*** Source document Section Begins ***

Diagnosis Using Hematopathology
Testing of blood is both a diagnostic test and useful for monitoring the progress or treatment of a condition, after its diagnosis, as an interval check during on-going therapy to monitor the efficacy of treatment.
Studying blood under the microscope can identify misshapen cells (e.g., sickle cells), damages cells (fragments seen from turbulence in the blood stream), and abnormal appearing cells (speckled, dark, faint, etc.) that diagnose specific disorders.
Blood as a tissue can also develop malignancy. The microscopic examination of blood may show first signs of conditions like leukemia, lymphoma, multiple myeloma, and bone cancer.
Culture of the blood can identify bacteria there, which is a prerequisite condition for sepsis, a life-threatening infection in the blood which can lead to shock. The bacteria that are grown can be tested against several antibiotics in order to drive therapeutic decisions.
The “complete blood count” is a test of the cellular parts in the blood. Red blood cells (RBC) contain hemoglobin, and a deficiency in RBC numbers is anemia. Anemia will limit the amount of oxygen carried to tissues. The red cells, in a CBC, can be categorized as to their size, volume, and hemoglobin capacity.

*** Source document Section Ends ***
*** Extracted information Section Begins ***

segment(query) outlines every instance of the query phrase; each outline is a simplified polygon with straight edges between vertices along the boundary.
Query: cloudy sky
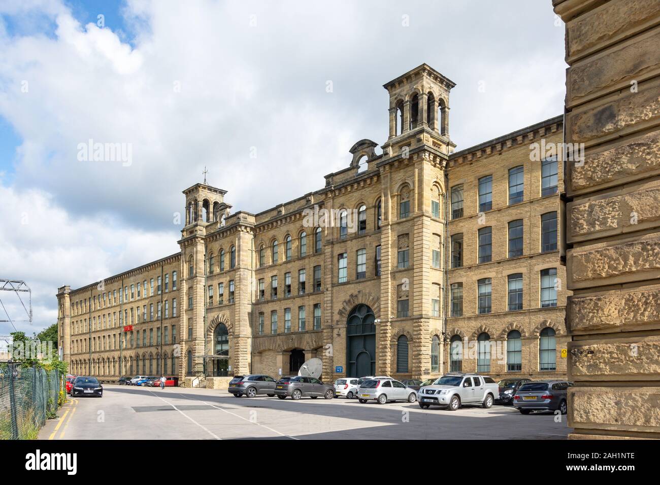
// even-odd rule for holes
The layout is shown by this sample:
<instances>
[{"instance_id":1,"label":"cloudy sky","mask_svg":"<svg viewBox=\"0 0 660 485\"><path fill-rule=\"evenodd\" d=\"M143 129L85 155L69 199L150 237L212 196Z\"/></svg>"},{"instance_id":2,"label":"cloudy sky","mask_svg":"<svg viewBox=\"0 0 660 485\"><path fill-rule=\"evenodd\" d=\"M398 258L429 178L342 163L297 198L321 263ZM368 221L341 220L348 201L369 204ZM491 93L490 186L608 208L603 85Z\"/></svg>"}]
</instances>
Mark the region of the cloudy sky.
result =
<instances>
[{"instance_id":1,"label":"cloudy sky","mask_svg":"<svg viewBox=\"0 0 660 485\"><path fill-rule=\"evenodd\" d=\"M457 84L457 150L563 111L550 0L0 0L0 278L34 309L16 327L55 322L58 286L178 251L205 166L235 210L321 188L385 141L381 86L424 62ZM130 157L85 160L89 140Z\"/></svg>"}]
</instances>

*** Extracted information Section Ends ***
*** Extracted information Section Begins ***

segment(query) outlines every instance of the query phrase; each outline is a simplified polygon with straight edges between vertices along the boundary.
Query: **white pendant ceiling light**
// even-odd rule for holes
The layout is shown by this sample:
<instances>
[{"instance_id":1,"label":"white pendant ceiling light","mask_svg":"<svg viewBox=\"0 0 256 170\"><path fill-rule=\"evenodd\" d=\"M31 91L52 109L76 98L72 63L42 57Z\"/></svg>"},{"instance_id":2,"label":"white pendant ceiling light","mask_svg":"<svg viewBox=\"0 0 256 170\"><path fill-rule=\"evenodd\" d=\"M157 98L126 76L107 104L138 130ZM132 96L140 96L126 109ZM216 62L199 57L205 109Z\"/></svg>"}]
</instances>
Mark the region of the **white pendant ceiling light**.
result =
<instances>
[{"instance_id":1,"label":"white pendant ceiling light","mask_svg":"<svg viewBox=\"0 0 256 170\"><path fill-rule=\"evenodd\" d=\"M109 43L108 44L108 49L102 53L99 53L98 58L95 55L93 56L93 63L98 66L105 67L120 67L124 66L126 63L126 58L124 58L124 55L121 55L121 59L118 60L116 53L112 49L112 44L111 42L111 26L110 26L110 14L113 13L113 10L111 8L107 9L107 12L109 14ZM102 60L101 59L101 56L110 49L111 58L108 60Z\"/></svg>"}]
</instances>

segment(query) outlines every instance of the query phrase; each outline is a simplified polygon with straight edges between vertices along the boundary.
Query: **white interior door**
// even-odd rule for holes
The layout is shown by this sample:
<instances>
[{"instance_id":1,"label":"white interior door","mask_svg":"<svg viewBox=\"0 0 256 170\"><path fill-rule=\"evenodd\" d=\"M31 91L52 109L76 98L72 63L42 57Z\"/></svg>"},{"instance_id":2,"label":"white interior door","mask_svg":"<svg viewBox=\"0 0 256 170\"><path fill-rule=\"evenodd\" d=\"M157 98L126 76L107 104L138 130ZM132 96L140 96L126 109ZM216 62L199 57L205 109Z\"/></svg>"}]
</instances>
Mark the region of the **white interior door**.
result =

*** Extracted information Section Ends ***

Required action 1: From the hematopathology passage, extract the text between "Studying blood under" and "diagnose specific disorders.", inclusive.
Required action 2: Condense the paragraph of the hematopathology passage that begins "The “complete blood count” is a test" into a shorter version that keeps its main facts.
Nothing in the rows is required for the work that comes next.

Exercise output 1:
Studying blood under the microscope can identify misshapen cells (e.g., sickle cells), damages cells (fragments seen from turbulence in the blood stream), and abnormal appearing cells (speckled, dark, faint, etc.) that diagnose specific disorders.

Exercise output 2: A complete blood count (CBC) tests the blood's cellular parts. Red blood cells contain hemoglobin. Too few of them is anemia, which limits oxygen delivery to tissues. A CBC can categorize red cells by size, volume, and hemoglobin capacity.